■ DATA SUPPLIED:
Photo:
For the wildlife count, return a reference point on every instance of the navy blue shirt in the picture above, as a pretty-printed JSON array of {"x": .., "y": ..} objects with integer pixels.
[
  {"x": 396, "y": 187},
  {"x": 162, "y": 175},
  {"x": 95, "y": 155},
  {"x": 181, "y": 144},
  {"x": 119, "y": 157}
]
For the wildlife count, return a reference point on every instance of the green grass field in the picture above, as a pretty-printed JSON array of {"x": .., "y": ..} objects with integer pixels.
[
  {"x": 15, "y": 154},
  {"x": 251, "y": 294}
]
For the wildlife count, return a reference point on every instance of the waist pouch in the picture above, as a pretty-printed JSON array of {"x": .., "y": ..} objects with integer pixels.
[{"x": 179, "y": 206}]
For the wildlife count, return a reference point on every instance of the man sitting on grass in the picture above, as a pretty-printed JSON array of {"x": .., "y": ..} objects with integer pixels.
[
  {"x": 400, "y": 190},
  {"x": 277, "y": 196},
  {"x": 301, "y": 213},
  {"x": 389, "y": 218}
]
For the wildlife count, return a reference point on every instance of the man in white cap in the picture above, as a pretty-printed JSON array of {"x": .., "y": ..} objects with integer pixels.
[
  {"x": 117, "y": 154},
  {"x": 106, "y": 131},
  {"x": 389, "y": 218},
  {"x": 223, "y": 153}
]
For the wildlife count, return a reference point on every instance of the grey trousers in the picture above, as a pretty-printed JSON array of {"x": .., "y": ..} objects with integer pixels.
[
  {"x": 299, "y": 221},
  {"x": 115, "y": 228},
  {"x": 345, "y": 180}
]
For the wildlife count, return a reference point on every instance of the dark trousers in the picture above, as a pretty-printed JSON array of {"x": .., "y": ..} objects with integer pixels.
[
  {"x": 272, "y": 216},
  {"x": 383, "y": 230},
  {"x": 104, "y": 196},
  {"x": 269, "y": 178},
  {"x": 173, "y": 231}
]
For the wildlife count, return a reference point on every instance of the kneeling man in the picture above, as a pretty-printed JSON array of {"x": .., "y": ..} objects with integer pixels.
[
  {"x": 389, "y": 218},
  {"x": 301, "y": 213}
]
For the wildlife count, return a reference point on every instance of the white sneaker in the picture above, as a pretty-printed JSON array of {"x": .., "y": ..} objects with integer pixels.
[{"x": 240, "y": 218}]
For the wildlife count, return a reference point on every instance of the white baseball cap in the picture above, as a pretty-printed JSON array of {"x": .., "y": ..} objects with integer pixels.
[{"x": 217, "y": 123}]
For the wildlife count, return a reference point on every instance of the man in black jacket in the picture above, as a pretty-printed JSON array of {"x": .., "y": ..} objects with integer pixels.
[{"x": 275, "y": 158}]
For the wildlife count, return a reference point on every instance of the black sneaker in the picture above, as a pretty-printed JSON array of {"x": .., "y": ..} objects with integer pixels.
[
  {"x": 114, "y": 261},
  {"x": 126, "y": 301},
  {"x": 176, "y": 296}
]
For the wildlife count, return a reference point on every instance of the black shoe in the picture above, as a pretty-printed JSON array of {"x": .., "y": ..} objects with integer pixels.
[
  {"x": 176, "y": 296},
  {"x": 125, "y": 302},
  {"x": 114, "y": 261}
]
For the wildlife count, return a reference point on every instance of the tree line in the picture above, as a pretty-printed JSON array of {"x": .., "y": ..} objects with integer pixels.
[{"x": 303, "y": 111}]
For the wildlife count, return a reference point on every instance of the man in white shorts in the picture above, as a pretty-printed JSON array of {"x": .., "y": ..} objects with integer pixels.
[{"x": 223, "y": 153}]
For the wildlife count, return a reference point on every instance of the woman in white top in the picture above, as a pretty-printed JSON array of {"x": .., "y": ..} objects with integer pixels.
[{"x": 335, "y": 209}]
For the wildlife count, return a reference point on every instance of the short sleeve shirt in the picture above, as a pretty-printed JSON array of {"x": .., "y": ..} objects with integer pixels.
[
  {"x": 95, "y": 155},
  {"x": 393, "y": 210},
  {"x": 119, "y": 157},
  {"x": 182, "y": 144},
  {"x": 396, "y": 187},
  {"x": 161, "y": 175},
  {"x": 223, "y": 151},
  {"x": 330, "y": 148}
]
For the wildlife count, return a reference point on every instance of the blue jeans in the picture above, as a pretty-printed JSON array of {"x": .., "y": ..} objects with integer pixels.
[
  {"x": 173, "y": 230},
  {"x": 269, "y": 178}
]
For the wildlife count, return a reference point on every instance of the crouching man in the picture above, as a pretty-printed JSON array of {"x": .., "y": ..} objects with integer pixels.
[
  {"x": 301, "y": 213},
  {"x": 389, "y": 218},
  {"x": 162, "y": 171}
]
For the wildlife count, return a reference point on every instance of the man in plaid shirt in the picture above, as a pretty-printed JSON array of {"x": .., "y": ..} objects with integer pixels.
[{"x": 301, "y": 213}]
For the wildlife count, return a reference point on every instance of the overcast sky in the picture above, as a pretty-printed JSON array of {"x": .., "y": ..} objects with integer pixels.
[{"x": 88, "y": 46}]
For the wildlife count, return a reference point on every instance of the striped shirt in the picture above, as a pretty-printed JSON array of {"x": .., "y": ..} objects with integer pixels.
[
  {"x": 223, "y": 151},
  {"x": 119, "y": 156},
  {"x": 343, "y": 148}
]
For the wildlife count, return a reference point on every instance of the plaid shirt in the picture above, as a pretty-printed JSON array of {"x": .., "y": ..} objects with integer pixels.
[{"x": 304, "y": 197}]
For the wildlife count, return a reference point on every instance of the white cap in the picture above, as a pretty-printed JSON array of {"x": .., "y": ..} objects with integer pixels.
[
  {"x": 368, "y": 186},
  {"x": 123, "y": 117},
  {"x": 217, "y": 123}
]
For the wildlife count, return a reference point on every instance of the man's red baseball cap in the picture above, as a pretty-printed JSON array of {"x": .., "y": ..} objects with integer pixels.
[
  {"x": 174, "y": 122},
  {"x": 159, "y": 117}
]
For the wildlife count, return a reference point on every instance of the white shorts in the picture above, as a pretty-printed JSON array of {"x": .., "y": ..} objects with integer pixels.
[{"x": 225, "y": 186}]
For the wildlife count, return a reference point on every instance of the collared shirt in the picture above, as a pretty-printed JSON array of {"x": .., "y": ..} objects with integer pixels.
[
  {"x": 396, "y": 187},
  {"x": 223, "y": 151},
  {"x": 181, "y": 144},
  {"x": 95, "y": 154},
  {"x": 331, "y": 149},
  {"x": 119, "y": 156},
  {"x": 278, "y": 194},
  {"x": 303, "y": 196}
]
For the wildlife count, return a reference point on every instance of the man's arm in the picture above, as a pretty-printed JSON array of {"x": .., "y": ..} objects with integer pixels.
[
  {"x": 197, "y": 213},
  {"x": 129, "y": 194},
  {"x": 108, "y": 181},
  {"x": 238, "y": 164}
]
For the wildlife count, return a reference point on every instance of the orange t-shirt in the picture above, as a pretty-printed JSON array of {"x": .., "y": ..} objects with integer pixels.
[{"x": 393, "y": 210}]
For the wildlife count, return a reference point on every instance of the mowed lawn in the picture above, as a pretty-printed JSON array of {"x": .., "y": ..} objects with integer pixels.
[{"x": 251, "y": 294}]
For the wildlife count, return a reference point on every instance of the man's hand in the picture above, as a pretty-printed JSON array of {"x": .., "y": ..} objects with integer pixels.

■ WHAT TO WORK ON:
Copy out each of the records above word for word, keeping all of them.

■ RESULT FOR THIS TASK:
Photo:
For the wildlife count, return a reference point on every instance of the navy blue shirt in the picture above, as a pretty-printed JSON array of {"x": .., "y": ..} objects with integer pixels.
[
  {"x": 396, "y": 187},
  {"x": 162, "y": 175},
  {"x": 95, "y": 155},
  {"x": 181, "y": 144},
  {"x": 119, "y": 157}
]
For the wildlife count, return a reference point on every instance of the green grass field in the picture above, as a pretty-printed JSON array of {"x": .., "y": ..} objects with integer pixels.
[
  {"x": 15, "y": 154},
  {"x": 251, "y": 294}
]
For the wildlife count, return a reference point on every instance of the waist pouch in the picture above, as a pretty-printed JSON array of {"x": .., "y": ..} objects with integer pixels.
[{"x": 179, "y": 206}]
For the wildlife count, return a reference point on every instance of the man sitting on grass in the picture above, as a pretty-printed JSON array of {"x": .., "y": ..} objects with integer pixels.
[
  {"x": 400, "y": 190},
  {"x": 277, "y": 196},
  {"x": 301, "y": 213},
  {"x": 389, "y": 218}
]
For the wildlife count, return a reference point on every instance of the man in white cap in the picture above, as a pretty-printed JSON array of {"x": .., "y": ..} objects with integer pixels.
[
  {"x": 117, "y": 154},
  {"x": 106, "y": 131},
  {"x": 389, "y": 218},
  {"x": 223, "y": 153}
]
For the wildlife count, return a reference point on every instance of the grey trousers in the picture above, as a pretty-printed JSON array of {"x": .., "y": ..} objects with integer pixels.
[
  {"x": 299, "y": 221},
  {"x": 115, "y": 228},
  {"x": 345, "y": 180}
]
For the wildlife count, return a reference point on every instance of the dark trousers in the picture above, as a pretty-printed JSON array of {"x": .., "y": ..} objects with integer pixels.
[
  {"x": 272, "y": 216},
  {"x": 383, "y": 230},
  {"x": 104, "y": 196},
  {"x": 269, "y": 178},
  {"x": 173, "y": 231}
]
For the wildlife count, return a reference point on every instance of the kneeling man in the picture above, as a pretty-printed JSON array of {"x": .., "y": ..} objects with integer pixels.
[
  {"x": 389, "y": 218},
  {"x": 301, "y": 213}
]
For the wildlife count, return a reference point on every instance of the white sneaker in the picture above, as a pretty-printed JSON array of {"x": .., "y": ..} objects with integer pixels.
[{"x": 240, "y": 218}]
For the wildlife count, return a reference point on every instance of the white baseball cap in the picture above, as a pretty-printed JSON array of {"x": .., "y": ..} objects with integer pixels.
[{"x": 217, "y": 123}]
For the wildlife count, return a reference point on every instance of the man in black jacket in the picture above, as a pretty-printed JSON array of {"x": .., "y": ..} objects with integer pixels.
[{"x": 275, "y": 158}]
For the wildlife count, return a reference point on every instance of the black sneaker in the picture above, as a pretty-printed JSON array of {"x": .., "y": ..} objects with integer pixels.
[
  {"x": 114, "y": 261},
  {"x": 126, "y": 301},
  {"x": 176, "y": 296}
]
For the wildlife count, return a reference point on every instance of the black shoe in the picture above, as a pretty-printed JSON array of {"x": .., "y": ..} objects with integer pixels.
[
  {"x": 176, "y": 296},
  {"x": 125, "y": 302},
  {"x": 114, "y": 261}
]
For the wildlife count, return a reference point on every instance of the tree line in the picture above, as a pretty-printed JSON array of {"x": .., "y": ..} objects with integer pixels.
[{"x": 303, "y": 111}]
For the wildlife count, return a reference point on every instance of the man in white shorts in the picture above, as a pretty-printed JSON array of {"x": .., "y": ..} objects with integer pixels.
[{"x": 223, "y": 153}]
For the wildlife count, return a reference point on every instance of the woman in white top in the picture above, as a pretty-printed JSON array of {"x": .., "y": ..} objects with integer pixels.
[{"x": 335, "y": 209}]
For the wildlife count, return a reference point on every instance of the short sleeve shirt in the picture above, as a pretty-printed JSON array of {"x": .., "y": ..} objects with integer pixels.
[
  {"x": 95, "y": 155},
  {"x": 393, "y": 210},
  {"x": 119, "y": 157},
  {"x": 182, "y": 144},
  {"x": 396, "y": 187},
  {"x": 161, "y": 175},
  {"x": 223, "y": 151},
  {"x": 330, "y": 148}
]
For the wildlife count, return a reference point on every instance of the blue jeans in the picture above, as a pretty-printed JSON array of {"x": .., "y": ..} objects with integer pixels.
[
  {"x": 173, "y": 230},
  {"x": 269, "y": 178}
]
For the wildlife count, return a reference point on every instance of the crouching man in the picture above, as a pretty-printed JSON array of {"x": .., "y": ..} objects with integer pixels.
[
  {"x": 301, "y": 213},
  {"x": 389, "y": 218},
  {"x": 162, "y": 171}
]
For the wildlife count, return a reference point on every instance of the man in plaid shirt in the picture above, as a pretty-printed JSON array of {"x": .., "y": ..} objects with integer pixels.
[{"x": 301, "y": 213}]
For the wildlife count, return a reference point on every instance of the overcast sky in the picture above, as a pretty-printed JSON array of {"x": .., "y": ..} objects with integer pixels.
[{"x": 88, "y": 46}]
For the wildlife count, return a reference point on every instance of the striped shirt in the picture above, as a pretty-printed JSON array of {"x": .., "y": ..} objects with integer pixels.
[
  {"x": 223, "y": 151},
  {"x": 119, "y": 156},
  {"x": 343, "y": 148}
]
For the wildlife count, return a reference point on every instance of the plaid shirt in the picture above, as a pretty-printed JSON array of {"x": .., "y": ..} objects with integer pixels.
[{"x": 304, "y": 197}]
For the wildlife count, return a reference point on every instance of the white cap in the picture above, as a pretty-printed JSON array of {"x": .., "y": ..} objects with integer pixels.
[
  {"x": 368, "y": 186},
  {"x": 123, "y": 117},
  {"x": 217, "y": 123}
]
For the wildlife count, return a reference point on every instance of the man's red baseball cap in the picture above, as a pretty-printed JSON array of {"x": .., "y": ..} objects with integer pixels.
[
  {"x": 174, "y": 122},
  {"x": 159, "y": 117}
]
For the wildlife count, return a reference point on every instance of the white shorts in the picture above, as a pretty-printed JSON array of {"x": .., "y": ..} objects with integer pixels.
[{"x": 225, "y": 186}]
For the wildlife count, return a reference point on every instance of the collared shirt in the picture above, as a pretty-printed JSON array of {"x": .., "y": ..} objects with integer pixels.
[
  {"x": 396, "y": 187},
  {"x": 223, "y": 151},
  {"x": 181, "y": 144},
  {"x": 95, "y": 154},
  {"x": 331, "y": 149},
  {"x": 119, "y": 156},
  {"x": 278, "y": 194},
  {"x": 303, "y": 196}
]
For the wildlife count, return a reference point on every instance of the man's arm in the picture above, as a pretty-printed JSON array of {"x": .., "y": ..} objects with integer pixels.
[
  {"x": 197, "y": 213},
  {"x": 129, "y": 194},
  {"x": 108, "y": 181},
  {"x": 238, "y": 164}
]
For the wildlife count, return a reference point on every instance of the orange t-shirt in the picture above, as a pretty-printed JSON array of {"x": .., "y": ..} objects with integer pixels.
[{"x": 393, "y": 210}]
For the wildlife count, return a reference point on every instance of the mowed lawn in the picture above, as a pretty-printed JSON array of {"x": .., "y": ..} objects with integer pixels.
[{"x": 251, "y": 294}]
For the wildlife count, return a reference point on every instance of the man's hand in the picture above, as a pretty-printed JSON array of {"x": .., "y": ..} objects with integer pixels.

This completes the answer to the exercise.